(Material provided)

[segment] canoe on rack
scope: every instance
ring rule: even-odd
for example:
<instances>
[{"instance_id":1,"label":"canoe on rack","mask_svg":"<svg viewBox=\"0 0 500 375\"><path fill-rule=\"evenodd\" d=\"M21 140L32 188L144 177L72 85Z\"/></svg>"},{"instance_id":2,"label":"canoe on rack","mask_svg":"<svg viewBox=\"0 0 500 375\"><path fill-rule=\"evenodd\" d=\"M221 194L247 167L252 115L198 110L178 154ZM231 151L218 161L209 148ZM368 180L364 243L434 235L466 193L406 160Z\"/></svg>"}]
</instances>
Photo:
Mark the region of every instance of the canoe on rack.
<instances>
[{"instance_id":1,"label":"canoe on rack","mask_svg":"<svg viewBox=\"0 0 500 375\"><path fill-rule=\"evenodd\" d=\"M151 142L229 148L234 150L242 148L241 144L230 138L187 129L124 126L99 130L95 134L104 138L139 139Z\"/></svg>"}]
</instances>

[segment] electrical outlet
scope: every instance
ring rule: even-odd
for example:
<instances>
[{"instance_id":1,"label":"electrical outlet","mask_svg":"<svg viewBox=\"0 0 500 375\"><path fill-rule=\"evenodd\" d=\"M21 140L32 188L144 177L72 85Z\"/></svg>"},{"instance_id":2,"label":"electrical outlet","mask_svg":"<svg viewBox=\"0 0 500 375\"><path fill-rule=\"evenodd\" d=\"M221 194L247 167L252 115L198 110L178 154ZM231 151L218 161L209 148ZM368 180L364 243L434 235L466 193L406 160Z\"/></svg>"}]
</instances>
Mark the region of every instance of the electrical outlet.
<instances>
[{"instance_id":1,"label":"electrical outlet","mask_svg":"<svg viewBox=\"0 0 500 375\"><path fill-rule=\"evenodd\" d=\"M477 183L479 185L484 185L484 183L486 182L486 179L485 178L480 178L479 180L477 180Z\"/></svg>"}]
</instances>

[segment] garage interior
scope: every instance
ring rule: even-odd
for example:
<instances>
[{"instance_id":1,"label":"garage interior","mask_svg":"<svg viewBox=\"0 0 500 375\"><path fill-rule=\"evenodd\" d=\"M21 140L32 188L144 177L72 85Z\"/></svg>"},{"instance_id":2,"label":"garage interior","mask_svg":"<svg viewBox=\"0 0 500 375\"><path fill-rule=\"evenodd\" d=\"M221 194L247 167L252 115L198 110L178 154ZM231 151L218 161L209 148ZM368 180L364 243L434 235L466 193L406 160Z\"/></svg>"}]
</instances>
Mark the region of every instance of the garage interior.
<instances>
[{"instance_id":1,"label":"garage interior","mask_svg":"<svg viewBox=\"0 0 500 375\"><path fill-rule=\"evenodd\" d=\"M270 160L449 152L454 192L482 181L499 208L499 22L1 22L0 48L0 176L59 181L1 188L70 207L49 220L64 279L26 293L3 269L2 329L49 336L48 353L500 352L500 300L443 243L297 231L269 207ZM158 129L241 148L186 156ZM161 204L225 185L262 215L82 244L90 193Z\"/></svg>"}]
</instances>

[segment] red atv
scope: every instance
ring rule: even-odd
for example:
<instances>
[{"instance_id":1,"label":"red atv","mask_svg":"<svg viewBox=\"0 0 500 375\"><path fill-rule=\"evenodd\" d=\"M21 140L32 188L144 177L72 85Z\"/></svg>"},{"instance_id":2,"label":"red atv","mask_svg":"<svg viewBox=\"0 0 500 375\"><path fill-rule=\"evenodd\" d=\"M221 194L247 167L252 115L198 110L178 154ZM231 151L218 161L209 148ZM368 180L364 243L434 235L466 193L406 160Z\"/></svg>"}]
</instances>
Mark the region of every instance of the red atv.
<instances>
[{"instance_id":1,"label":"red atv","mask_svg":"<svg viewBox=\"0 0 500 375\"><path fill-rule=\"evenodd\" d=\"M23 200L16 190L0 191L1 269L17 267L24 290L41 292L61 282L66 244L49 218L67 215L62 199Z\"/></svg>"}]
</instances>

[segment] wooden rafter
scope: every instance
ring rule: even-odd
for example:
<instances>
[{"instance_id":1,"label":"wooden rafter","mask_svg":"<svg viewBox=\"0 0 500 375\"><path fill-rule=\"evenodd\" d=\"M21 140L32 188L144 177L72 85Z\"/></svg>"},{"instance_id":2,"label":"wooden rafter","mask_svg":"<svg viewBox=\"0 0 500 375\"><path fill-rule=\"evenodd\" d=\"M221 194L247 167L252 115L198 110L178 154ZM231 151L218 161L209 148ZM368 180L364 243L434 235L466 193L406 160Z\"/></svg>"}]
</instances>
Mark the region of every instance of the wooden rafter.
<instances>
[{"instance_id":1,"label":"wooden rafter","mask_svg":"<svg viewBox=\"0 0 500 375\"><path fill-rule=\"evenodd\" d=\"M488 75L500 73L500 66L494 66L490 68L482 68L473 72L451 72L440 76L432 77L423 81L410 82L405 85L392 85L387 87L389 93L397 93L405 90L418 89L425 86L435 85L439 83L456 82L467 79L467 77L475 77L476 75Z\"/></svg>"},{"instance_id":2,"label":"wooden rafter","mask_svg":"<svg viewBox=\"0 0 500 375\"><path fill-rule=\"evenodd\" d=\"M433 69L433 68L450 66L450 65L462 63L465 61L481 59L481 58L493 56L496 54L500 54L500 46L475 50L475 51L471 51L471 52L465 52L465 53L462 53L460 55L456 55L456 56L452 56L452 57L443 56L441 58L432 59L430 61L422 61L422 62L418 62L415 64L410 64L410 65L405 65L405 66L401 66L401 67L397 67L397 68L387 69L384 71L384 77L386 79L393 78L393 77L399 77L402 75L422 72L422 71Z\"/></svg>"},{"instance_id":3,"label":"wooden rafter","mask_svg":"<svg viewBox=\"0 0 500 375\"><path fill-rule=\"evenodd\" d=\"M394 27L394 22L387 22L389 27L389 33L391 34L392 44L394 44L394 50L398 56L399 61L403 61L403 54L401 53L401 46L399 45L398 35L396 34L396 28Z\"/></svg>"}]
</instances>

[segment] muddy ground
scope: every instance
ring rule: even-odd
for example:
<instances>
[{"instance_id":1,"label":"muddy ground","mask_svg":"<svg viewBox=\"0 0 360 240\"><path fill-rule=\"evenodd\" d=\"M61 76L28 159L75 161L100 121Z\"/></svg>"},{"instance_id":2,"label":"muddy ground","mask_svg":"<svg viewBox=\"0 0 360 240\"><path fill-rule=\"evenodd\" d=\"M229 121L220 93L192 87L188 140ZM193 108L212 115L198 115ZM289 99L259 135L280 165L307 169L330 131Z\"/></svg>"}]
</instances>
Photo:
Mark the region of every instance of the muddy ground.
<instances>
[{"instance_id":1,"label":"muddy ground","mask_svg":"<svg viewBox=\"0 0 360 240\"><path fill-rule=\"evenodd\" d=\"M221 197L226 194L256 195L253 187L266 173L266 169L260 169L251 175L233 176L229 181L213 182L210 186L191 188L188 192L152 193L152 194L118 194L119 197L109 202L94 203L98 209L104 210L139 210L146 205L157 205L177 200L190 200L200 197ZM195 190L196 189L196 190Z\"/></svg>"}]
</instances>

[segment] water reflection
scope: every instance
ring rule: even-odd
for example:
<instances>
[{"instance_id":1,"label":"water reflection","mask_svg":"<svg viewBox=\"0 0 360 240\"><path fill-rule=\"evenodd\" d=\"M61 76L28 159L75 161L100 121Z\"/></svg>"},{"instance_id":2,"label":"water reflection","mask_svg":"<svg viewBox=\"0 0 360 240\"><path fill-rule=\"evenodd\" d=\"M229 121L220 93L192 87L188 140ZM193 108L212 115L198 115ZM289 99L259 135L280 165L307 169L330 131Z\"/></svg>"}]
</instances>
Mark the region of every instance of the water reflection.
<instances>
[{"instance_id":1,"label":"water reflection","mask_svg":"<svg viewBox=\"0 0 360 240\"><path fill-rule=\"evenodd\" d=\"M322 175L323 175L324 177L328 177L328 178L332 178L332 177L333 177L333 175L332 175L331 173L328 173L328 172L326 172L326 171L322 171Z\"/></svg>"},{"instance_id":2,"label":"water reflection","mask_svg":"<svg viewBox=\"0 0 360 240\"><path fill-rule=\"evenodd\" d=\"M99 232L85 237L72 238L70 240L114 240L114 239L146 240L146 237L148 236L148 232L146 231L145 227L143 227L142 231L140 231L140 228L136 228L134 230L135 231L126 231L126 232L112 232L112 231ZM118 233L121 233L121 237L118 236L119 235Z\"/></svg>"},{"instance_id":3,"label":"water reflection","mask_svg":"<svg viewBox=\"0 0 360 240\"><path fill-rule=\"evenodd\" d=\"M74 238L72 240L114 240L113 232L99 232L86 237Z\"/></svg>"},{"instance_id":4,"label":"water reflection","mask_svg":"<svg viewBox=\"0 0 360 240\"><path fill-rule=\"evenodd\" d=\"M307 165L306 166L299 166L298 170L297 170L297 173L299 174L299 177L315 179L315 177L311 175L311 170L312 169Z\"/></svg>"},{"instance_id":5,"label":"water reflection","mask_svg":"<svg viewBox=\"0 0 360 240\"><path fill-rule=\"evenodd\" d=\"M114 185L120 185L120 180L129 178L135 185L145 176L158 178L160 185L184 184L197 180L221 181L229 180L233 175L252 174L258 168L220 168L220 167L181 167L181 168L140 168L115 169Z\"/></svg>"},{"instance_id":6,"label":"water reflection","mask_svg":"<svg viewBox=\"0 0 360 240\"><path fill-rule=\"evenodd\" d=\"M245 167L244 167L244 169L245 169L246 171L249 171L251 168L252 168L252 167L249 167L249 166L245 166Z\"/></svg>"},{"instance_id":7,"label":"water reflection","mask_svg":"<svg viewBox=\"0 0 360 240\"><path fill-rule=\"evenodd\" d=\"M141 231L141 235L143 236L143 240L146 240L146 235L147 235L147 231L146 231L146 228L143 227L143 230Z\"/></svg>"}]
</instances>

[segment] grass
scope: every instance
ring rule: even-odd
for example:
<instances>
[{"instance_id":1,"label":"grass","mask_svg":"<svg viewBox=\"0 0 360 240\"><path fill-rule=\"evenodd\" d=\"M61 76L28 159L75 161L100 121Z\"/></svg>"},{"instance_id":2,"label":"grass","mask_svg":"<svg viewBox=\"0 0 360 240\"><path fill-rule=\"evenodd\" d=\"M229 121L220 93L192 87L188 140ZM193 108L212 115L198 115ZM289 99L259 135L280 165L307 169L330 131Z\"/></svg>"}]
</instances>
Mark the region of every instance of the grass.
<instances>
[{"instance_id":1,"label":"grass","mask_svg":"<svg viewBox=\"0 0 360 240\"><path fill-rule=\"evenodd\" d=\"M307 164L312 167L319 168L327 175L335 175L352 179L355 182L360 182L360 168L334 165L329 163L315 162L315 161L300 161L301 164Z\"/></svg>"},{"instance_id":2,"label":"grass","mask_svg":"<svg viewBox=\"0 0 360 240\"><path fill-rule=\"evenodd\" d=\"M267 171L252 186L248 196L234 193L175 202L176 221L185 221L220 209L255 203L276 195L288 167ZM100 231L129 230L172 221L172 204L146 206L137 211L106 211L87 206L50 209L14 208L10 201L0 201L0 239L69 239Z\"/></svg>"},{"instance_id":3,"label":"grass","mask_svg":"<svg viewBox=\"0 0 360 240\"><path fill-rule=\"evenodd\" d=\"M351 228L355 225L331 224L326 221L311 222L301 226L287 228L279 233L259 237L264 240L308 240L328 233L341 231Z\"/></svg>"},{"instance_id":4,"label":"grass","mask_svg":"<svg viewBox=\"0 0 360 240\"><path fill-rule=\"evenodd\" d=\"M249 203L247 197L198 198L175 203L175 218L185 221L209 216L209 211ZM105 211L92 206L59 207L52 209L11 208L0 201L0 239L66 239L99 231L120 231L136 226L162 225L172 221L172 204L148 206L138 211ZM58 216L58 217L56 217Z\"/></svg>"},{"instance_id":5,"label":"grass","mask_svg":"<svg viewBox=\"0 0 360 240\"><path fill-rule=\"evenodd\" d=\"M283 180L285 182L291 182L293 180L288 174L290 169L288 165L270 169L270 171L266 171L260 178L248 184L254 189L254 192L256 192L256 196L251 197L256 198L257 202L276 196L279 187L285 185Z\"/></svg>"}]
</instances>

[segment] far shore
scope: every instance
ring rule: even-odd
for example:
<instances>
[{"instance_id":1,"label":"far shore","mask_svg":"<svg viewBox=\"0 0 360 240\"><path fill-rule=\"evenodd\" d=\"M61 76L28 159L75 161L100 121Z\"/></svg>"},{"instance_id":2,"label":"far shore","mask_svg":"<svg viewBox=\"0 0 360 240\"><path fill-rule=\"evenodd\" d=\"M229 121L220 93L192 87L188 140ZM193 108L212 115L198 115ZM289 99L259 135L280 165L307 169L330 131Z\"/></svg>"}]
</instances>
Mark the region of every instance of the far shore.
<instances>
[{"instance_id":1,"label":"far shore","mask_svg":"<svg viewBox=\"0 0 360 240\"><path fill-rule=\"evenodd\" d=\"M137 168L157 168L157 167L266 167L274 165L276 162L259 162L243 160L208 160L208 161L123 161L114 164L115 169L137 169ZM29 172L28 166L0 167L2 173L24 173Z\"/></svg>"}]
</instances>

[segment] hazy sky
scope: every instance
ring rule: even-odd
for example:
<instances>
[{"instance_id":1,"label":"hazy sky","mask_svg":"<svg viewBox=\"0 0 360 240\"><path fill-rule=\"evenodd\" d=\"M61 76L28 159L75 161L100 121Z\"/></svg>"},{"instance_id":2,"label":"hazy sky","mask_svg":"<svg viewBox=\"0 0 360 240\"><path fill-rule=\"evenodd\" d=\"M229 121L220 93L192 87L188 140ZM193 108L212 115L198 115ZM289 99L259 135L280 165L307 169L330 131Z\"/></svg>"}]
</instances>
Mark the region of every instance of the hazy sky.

(End Material provided)

**What the exercise asks**
Return every line from the entries above that includes the word "hazy".

**Result**
[segment] hazy sky
[{"instance_id":1,"label":"hazy sky","mask_svg":"<svg viewBox=\"0 0 360 240\"><path fill-rule=\"evenodd\" d=\"M61 76L28 159L75 161L100 121Z\"/></svg>"},{"instance_id":2,"label":"hazy sky","mask_svg":"<svg viewBox=\"0 0 360 240\"><path fill-rule=\"evenodd\" d=\"M229 121L220 93L192 87L188 140ZM193 108L212 115L198 115ZM289 99L259 135L280 165L307 169L330 131Z\"/></svg>"}]
Mark the region of every instance of the hazy sky.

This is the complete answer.